→ Extracted entries:

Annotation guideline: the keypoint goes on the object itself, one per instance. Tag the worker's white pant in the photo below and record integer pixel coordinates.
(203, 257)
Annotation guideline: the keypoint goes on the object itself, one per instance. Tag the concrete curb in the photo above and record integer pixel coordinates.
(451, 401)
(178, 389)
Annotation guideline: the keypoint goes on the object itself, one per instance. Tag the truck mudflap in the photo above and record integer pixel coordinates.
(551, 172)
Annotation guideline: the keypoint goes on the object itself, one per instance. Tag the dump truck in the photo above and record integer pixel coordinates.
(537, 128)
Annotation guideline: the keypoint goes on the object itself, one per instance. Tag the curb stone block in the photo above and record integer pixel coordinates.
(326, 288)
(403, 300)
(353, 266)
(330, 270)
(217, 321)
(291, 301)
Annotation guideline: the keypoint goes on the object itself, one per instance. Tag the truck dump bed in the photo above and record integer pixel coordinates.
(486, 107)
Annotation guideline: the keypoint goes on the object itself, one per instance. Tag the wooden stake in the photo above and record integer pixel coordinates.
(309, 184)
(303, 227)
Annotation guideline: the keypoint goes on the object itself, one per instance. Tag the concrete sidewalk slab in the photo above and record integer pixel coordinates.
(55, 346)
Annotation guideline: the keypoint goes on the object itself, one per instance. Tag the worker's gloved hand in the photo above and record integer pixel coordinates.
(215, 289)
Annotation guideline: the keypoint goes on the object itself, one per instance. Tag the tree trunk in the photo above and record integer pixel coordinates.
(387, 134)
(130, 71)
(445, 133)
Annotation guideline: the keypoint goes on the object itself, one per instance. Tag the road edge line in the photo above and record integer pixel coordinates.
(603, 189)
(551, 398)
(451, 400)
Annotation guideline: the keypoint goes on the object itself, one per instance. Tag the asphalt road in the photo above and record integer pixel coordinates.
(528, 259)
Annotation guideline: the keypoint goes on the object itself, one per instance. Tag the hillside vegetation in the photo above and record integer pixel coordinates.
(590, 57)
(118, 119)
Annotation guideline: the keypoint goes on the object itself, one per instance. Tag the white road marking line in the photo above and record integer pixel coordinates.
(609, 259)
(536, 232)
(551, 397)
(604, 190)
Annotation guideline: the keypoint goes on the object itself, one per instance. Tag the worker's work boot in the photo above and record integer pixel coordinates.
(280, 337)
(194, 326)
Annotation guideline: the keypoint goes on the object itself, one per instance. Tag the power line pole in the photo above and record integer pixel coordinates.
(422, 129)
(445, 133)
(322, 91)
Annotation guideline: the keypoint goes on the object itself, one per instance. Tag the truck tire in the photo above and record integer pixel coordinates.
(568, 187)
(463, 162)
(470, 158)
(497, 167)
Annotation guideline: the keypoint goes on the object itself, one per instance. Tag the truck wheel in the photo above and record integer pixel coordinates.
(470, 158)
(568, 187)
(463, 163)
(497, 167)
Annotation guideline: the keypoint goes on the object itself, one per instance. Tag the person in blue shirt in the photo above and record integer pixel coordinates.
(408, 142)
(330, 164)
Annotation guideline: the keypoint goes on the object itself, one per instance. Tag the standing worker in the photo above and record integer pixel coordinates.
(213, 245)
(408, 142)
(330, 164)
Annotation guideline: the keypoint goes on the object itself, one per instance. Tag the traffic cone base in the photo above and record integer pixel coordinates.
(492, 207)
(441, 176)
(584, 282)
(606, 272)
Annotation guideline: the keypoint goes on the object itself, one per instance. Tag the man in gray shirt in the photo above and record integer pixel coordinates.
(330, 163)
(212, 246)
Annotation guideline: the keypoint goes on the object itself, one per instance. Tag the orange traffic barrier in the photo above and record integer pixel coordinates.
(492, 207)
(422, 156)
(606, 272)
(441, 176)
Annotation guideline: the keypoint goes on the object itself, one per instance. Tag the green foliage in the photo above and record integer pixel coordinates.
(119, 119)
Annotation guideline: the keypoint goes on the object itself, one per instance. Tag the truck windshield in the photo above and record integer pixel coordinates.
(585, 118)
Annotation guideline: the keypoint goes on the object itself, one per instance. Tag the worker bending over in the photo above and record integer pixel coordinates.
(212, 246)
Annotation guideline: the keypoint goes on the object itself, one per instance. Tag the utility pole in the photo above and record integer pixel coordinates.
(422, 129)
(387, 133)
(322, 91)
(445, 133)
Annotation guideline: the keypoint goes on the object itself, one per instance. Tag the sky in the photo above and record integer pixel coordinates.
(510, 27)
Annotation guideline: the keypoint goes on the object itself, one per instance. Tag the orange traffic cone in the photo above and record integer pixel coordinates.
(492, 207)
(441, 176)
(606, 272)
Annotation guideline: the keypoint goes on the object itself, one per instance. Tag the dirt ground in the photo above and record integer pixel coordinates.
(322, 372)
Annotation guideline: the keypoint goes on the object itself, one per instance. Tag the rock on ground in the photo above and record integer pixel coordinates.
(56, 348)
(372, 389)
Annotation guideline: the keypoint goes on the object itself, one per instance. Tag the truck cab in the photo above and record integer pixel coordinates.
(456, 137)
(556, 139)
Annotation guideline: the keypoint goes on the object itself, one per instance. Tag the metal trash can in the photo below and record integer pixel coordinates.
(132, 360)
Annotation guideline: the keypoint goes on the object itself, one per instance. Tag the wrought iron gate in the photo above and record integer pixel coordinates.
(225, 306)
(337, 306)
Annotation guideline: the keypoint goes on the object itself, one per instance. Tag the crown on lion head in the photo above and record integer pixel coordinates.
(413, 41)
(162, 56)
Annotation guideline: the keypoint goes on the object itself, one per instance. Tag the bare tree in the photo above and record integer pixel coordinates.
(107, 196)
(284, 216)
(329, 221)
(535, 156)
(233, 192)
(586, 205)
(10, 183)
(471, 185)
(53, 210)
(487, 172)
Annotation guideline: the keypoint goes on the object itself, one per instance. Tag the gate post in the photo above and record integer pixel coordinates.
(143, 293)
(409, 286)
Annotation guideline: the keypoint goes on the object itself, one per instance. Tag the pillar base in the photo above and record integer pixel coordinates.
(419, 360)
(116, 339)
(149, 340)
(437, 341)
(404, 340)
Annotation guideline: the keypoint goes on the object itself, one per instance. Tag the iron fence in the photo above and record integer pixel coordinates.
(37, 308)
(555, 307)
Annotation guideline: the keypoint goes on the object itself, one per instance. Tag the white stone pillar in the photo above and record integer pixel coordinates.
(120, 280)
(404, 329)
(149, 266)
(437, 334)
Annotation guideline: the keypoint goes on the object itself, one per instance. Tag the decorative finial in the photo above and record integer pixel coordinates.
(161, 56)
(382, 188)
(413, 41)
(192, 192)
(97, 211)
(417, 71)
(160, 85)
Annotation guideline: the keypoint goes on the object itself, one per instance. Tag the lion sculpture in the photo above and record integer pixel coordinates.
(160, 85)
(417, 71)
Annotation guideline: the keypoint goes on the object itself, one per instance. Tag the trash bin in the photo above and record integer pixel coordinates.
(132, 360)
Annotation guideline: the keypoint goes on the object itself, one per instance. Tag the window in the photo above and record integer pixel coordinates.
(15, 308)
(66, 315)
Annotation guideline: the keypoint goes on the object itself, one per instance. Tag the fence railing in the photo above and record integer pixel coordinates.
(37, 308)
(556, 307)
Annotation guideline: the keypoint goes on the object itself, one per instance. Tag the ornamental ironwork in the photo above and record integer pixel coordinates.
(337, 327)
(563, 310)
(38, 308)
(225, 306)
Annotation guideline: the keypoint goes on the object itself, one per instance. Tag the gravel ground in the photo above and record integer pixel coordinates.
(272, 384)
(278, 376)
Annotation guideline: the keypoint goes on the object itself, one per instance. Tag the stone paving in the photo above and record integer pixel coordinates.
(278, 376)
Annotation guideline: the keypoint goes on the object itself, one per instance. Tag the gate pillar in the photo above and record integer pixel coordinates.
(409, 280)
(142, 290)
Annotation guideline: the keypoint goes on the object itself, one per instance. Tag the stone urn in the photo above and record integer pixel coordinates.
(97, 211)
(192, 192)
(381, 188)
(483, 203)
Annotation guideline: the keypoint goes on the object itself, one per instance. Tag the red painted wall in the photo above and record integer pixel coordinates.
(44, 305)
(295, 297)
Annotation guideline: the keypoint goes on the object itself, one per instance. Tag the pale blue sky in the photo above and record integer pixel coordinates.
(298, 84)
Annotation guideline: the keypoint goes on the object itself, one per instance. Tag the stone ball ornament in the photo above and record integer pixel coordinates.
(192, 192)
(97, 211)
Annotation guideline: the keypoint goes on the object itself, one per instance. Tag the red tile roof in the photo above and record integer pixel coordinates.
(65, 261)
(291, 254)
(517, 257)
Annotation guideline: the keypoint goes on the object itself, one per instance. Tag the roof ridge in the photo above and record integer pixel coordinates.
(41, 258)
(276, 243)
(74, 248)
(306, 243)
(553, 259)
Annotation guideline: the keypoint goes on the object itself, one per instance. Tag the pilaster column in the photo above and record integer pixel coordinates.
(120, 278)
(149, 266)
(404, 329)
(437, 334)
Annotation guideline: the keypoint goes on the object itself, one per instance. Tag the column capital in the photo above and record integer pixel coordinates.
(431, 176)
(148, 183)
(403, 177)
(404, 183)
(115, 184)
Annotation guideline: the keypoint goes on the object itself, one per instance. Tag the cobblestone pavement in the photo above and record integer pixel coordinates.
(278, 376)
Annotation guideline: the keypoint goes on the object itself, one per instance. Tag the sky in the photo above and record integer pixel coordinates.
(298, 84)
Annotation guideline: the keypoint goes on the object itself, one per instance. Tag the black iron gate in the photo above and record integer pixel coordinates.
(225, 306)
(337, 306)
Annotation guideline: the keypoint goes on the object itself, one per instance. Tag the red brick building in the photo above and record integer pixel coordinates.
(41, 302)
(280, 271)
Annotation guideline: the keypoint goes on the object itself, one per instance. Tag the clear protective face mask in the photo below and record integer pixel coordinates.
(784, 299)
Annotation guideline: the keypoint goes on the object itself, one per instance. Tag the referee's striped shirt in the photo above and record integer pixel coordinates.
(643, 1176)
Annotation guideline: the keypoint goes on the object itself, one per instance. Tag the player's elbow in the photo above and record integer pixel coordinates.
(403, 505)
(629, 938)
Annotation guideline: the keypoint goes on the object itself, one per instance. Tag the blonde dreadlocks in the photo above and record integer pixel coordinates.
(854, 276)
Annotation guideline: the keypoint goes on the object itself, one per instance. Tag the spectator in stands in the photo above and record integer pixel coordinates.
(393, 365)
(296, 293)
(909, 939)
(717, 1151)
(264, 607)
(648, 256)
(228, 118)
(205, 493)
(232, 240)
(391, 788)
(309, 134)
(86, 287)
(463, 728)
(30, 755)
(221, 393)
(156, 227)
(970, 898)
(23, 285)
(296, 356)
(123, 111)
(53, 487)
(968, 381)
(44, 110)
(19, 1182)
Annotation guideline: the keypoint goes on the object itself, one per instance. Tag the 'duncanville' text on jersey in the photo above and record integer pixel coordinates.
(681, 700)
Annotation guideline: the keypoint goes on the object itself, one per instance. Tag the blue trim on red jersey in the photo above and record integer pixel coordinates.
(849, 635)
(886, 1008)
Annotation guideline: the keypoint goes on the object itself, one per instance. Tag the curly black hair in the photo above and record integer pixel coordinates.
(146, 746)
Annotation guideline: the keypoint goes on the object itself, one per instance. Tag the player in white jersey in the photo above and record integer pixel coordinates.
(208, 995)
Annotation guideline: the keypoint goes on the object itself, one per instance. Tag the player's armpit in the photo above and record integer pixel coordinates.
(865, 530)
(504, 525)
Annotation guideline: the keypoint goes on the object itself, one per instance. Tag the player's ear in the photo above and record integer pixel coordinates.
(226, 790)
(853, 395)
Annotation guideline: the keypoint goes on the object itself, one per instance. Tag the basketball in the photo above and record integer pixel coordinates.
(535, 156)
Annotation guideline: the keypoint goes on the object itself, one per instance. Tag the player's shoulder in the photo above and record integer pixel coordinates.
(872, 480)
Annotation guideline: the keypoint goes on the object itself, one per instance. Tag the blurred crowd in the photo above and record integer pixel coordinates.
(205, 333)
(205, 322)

→ Task directions: At the line with "Tag the blue", begin reproducing the material above exactly, and continue through its last line.

→ Response area:
Annotation guideline: the keypoint goes on the object itself, one per instance. Tag the blue trim on red jersey in the photo above and record integer pixel coordinates.
(849, 635)
(886, 1008)
Annotation guideline: the keypoint goes on the object itself, one per instance. Tag the curly black hair in the photo above and record integer pixel coordinates.
(146, 746)
Annotation guideline: the keypoint goes on the object itself, one per instance. Tag the player in white jersey in the photo above and record integer pixel coordinates.
(208, 995)
Annotation guideline: the keypoint goes on the object itself, one per instance. Tag the player's armpit in the photo above and record integer pixel coordinates.
(865, 530)
(504, 525)
Annotation guideline: the keypoint goes on the object itself, one per instance. Tag the player's ear in the photo above and record integer pixel coordinates.
(226, 790)
(853, 395)
Annotation guideline: the keypoint goes on the object itself, one per instance. Tag the basketball in the photo above and record integer pixel coordinates.
(535, 156)
Annotation guideline: the keypoint goes on the object itself, one per instance. Tag the player's shoulder in the photo above and record integer pixel coordinates.
(872, 480)
Annotation guideline: the keypoint goes on the object itself, one per instance. Tag the blurred crowd in the photo above and record integer pixel coordinates.
(205, 333)
(205, 322)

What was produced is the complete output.